(What to do) Repeat exactly the lines from the first line of the records through the line containing "of the grass", and nothing more.

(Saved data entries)
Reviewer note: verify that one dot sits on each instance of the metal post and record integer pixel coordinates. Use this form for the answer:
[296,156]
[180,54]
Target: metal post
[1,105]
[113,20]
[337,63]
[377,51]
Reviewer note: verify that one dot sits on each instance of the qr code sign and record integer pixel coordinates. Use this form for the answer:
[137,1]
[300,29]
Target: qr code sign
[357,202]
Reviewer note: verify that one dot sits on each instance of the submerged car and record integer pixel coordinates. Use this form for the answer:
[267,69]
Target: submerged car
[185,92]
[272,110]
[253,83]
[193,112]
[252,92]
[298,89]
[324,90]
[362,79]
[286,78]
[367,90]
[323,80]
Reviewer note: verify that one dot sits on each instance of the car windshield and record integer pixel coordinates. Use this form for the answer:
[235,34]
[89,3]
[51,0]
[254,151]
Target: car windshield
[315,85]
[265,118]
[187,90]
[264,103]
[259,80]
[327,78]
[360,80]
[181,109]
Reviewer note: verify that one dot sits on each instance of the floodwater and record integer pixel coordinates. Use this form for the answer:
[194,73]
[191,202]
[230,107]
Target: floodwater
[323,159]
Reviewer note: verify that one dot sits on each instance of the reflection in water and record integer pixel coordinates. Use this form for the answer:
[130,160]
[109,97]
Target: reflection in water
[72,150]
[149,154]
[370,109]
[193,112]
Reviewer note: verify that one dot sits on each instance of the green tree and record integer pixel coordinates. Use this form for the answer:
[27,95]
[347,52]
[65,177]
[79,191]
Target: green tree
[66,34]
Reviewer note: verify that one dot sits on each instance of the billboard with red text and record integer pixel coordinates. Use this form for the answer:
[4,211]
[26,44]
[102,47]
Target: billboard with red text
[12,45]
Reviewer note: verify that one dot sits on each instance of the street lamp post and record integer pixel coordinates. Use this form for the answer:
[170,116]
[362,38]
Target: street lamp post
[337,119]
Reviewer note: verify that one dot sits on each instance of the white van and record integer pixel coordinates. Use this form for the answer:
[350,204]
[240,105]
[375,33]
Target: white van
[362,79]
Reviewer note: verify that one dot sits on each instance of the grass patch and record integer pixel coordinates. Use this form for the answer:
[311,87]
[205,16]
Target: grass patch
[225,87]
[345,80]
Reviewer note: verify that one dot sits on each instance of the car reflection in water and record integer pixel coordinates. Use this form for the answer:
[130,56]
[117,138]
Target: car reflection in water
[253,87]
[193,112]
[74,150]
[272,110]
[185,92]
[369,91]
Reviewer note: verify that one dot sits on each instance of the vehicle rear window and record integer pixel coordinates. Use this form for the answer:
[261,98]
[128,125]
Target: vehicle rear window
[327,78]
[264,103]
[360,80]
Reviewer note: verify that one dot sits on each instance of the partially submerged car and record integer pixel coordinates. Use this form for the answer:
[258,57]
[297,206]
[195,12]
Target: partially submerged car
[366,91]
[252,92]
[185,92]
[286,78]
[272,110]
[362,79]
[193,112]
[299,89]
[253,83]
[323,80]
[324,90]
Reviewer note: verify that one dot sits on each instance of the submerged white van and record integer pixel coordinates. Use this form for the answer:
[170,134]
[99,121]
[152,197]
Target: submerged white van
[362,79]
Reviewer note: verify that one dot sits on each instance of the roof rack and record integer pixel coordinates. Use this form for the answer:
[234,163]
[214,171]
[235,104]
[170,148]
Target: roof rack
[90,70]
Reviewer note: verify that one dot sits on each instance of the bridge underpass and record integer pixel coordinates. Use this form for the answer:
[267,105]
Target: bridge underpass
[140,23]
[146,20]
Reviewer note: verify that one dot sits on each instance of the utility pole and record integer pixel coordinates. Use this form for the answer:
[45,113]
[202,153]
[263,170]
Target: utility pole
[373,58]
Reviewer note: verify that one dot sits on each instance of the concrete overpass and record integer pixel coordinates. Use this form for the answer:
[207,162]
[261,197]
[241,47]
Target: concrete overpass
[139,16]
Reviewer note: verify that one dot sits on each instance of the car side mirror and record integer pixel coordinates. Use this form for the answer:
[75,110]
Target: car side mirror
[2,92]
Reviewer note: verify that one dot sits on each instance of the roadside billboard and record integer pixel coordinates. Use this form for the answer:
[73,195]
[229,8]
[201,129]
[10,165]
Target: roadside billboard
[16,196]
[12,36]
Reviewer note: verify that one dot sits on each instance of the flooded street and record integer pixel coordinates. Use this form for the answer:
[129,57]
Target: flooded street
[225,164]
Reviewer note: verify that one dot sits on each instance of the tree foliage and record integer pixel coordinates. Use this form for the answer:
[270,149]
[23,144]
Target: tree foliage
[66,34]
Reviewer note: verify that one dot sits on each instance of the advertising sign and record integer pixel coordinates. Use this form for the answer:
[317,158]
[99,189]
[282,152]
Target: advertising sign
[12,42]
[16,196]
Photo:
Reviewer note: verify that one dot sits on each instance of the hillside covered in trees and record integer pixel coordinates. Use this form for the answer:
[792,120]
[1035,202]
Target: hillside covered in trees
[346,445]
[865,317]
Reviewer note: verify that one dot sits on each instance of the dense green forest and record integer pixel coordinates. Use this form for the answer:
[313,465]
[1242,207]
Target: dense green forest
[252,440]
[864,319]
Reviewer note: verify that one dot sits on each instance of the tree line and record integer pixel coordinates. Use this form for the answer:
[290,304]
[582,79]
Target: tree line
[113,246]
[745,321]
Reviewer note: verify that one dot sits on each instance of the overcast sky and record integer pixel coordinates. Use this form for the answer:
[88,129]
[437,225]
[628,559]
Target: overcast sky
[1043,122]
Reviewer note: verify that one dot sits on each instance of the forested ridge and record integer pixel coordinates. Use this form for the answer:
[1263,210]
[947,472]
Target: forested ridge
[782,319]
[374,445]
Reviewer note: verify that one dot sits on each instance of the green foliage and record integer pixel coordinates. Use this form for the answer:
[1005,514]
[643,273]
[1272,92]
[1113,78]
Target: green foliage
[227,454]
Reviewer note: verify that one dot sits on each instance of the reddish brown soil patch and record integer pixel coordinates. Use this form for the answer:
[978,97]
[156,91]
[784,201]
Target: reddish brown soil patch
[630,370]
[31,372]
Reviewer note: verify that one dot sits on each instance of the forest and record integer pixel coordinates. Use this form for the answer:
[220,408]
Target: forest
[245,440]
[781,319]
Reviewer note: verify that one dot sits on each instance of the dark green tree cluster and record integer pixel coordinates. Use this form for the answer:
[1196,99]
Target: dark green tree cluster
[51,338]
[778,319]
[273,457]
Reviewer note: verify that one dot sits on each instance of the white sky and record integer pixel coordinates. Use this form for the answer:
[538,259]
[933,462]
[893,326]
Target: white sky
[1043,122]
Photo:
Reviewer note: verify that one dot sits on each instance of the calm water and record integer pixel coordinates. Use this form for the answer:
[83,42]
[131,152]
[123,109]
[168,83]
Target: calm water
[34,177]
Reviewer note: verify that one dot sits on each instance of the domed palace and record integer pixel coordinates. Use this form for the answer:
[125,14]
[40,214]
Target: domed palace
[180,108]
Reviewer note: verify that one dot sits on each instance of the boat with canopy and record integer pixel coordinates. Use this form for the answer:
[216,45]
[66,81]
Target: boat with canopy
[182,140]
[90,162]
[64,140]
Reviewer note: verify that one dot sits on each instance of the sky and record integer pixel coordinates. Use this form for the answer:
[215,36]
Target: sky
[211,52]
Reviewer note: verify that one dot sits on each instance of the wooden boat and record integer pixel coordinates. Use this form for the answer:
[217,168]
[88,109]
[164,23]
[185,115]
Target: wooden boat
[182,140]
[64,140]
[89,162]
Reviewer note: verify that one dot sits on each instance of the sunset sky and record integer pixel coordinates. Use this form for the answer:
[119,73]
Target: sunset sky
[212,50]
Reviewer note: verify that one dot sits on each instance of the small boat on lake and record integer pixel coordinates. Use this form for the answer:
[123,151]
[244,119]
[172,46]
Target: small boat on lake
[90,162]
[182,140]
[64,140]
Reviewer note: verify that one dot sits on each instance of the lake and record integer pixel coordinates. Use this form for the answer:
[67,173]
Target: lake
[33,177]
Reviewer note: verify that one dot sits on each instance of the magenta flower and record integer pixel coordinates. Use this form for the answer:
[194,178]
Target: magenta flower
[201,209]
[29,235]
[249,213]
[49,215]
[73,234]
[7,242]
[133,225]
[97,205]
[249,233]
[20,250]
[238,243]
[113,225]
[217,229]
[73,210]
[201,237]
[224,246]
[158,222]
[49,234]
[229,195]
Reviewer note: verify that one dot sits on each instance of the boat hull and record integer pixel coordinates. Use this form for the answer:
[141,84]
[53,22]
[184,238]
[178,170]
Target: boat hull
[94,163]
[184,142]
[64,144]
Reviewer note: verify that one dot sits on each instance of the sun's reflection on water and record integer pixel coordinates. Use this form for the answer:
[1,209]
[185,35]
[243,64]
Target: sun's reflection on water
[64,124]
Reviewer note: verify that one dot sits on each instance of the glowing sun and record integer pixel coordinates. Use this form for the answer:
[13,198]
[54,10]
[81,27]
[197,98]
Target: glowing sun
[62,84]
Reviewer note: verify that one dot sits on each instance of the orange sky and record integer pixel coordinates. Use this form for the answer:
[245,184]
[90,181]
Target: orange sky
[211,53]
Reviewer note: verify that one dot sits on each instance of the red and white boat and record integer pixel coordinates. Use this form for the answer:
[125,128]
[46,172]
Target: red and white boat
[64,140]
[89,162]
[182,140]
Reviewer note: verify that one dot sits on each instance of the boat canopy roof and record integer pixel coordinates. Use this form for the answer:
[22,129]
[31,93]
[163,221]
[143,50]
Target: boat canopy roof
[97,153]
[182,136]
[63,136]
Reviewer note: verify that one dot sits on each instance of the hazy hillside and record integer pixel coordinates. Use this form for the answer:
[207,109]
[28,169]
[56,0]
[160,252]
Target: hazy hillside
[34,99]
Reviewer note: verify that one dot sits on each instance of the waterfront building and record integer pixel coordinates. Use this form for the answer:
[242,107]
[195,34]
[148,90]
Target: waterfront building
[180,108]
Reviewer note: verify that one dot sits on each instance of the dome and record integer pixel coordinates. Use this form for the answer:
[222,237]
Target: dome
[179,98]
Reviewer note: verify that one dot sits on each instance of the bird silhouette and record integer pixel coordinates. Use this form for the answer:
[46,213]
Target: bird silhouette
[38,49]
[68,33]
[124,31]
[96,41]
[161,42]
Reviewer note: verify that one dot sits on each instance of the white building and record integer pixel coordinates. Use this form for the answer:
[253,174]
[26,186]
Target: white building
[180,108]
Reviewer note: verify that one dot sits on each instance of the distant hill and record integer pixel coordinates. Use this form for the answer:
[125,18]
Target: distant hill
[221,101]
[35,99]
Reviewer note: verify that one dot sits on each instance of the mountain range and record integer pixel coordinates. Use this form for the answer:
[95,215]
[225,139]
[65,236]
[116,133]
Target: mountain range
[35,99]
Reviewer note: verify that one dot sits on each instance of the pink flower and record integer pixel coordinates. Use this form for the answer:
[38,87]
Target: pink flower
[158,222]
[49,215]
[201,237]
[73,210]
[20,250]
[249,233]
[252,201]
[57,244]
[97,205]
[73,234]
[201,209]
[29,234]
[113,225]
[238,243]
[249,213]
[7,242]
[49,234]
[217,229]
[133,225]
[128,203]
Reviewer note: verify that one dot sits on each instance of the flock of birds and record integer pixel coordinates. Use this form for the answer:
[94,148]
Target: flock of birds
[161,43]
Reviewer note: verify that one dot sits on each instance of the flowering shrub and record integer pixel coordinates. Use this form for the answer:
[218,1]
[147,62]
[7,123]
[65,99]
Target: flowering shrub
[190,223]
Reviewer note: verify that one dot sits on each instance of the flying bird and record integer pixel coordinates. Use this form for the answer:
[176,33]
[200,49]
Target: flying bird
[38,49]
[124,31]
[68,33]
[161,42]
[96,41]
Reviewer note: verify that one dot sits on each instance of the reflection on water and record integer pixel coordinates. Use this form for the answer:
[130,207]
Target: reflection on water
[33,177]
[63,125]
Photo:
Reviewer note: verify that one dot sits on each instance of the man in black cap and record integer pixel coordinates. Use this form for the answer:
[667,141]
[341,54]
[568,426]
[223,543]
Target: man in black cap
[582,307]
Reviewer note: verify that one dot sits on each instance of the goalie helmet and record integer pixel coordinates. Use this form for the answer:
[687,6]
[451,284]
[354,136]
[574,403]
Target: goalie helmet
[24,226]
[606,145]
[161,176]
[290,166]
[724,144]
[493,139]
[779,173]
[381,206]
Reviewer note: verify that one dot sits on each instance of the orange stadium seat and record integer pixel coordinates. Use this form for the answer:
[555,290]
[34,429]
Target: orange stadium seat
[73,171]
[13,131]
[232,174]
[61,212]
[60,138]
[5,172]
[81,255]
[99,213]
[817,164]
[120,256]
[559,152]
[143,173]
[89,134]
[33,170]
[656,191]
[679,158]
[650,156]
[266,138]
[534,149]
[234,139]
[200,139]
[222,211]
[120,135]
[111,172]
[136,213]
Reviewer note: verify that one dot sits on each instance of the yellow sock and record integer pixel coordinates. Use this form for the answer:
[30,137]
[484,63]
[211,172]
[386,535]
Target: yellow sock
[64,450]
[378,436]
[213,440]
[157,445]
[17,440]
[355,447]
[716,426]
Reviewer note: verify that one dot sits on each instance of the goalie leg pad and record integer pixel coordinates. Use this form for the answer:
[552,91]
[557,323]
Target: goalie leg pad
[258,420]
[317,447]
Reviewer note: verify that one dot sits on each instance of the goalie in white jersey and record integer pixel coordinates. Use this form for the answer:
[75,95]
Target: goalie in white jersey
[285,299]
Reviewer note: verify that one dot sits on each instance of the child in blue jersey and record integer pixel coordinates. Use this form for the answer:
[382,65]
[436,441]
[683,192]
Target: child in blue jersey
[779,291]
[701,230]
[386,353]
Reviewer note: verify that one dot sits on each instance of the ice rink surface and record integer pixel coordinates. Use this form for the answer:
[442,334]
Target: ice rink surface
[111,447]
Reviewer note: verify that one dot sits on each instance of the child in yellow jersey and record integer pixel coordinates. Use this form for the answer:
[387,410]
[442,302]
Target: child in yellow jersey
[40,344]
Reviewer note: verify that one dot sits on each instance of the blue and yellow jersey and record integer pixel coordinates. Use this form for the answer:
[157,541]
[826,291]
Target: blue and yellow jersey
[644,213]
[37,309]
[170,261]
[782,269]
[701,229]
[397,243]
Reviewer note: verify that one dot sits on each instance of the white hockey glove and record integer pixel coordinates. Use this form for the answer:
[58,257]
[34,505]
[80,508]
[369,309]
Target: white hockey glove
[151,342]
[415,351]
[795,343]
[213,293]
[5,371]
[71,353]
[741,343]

(Answer)
Reviewer note: verify that one dot sits on each instance of the metal post and record integer pixel coordinates. Use this form for the answer:
[296,156]
[180,54]
Target: metal post
[1,105]
[113,20]
[337,63]
[377,51]
Reviewer note: verify that one dot sits on each instance of the qr code sign and record integer pixel coordinates. Use this form for the answer:
[137,1]
[300,29]
Target: qr code sign
[357,202]
Reviewer note: verify that one dot sits on each instance of the submerged car and record integer pixel coordinates. Use this form for the answer:
[267,69]
Target: submerged car
[185,92]
[272,110]
[253,83]
[193,112]
[252,92]
[298,89]
[324,90]
[362,79]
[286,78]
[367,90]
[323,80]
Reviewer note: verify that one dot sits on each instance of the car windshield and record integer pixel coordinates. Use this form for the answer:
[235,34]
[89,3]
[51,0]
[254,151]
Target: car windshield
[315,85]
[265,118]
[187,90]
[264,103]
[259,80]
[327,78]
[360,80]
[181,109]
Reviewer note: verify that one dot sits on each instance of the floodwater and record integer pixel coordinates. Use this form for the answer:
[194,73]
[191,202]
[230,107]
Target: floodwater
[323,159]
Reviewer note: verify that one dot sits on each instance of the reflection in water and record integer pixel coordinates. Use this form for the answer:
[130,160]
[109,97]
Target: reflection in water
[72,150]
[149,154]
[370,109]
[193,112]
Reviewer note: verify that one dot sits on each instance of the green tree and record integer pixel coordinates. Use this form for the answer:
[27,95]
[347,52]
[65,177]
[79,191]
Target: green tree
[66,34]
Reviewer note: verify that one dot sits on each instance of the billboard with red text and record integer pixel coordinates. Use this form for the answer:
[4,211]
[26,44]
[102,47]
Target: billboard with red text
[12,45]
Reviewer note: verify that one dot sits on each instance of the street lamp post and record integer pixel coordinates. Use this form for the answer:
[170,116]
[362,38]
Target: street lamp post
[337,119]
Reviewer note: verify that one dot sits on each instance of the white van and record integer pixel coordinates. Use this form for the answer:
[350,204]
[240,105]
[375,33]
Target: white van
[362,79]
Reviewer note: verify that one dot sits on each instance of the grass patch and record integer pixel coordinates. Use this form for the answer:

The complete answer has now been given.